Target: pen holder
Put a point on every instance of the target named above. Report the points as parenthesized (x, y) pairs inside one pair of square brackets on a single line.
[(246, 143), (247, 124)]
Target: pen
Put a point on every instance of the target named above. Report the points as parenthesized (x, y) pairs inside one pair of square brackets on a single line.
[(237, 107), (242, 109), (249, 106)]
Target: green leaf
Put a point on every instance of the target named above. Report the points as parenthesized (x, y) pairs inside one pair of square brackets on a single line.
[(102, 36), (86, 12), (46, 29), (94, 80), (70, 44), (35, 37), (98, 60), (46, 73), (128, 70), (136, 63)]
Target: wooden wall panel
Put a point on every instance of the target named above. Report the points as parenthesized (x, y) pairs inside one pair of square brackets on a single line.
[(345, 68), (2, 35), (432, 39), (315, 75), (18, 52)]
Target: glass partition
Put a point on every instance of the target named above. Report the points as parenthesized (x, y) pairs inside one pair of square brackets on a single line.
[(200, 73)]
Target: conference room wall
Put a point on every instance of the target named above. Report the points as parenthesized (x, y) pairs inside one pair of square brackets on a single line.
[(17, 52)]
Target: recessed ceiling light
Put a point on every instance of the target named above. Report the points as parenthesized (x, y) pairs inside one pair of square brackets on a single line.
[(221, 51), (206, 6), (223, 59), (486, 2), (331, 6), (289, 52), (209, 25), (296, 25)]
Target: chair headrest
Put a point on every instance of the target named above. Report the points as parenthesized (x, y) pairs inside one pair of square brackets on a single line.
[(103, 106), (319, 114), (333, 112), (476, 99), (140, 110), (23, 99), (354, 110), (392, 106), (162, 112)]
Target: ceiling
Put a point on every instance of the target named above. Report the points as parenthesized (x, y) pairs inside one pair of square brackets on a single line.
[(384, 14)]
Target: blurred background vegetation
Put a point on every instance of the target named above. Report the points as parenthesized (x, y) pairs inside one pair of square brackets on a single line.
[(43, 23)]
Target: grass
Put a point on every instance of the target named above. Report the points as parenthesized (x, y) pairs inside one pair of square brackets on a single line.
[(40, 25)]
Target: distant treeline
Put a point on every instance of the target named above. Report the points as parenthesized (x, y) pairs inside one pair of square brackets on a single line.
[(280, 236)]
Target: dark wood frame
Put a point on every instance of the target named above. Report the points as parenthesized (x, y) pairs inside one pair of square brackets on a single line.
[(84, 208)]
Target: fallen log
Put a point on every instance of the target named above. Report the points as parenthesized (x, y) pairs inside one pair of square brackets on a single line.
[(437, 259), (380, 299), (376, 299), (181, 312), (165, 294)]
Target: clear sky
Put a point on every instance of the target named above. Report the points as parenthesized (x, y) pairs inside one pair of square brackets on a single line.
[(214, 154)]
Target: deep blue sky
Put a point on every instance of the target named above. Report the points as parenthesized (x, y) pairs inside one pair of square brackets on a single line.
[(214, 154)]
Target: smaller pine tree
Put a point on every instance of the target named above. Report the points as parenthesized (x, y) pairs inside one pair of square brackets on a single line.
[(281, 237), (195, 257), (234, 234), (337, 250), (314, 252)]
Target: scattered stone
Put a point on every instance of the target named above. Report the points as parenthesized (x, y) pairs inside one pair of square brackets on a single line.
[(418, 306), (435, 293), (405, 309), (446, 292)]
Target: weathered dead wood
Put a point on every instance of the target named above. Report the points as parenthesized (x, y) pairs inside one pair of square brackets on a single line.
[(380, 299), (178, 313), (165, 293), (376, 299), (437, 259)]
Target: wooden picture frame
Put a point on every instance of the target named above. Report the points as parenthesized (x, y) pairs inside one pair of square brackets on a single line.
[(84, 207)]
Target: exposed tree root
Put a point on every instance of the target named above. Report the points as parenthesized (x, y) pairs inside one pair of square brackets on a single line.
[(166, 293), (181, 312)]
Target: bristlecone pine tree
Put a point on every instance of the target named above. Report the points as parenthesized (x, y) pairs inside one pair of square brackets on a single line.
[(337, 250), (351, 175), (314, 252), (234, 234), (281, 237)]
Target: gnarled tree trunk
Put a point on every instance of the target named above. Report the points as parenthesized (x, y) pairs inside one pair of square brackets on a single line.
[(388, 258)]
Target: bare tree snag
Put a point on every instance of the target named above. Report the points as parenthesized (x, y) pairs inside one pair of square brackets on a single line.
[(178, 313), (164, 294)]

EXERCISE DESCRIPTION
Rewrite the entries from the start through the line that contains "[(246, 143), (247, 124)]", replacing "pen holder" with "pencil cup" and changing nothing else. Give only those lines.

RESULT OF THIS TASK
Target: pencil cup
Put a point on every instance of the target named above. Report the points as parenthesized (x, y) pairs inside one pair of square brackets on a single line.
[(246, 143), (247, 124)]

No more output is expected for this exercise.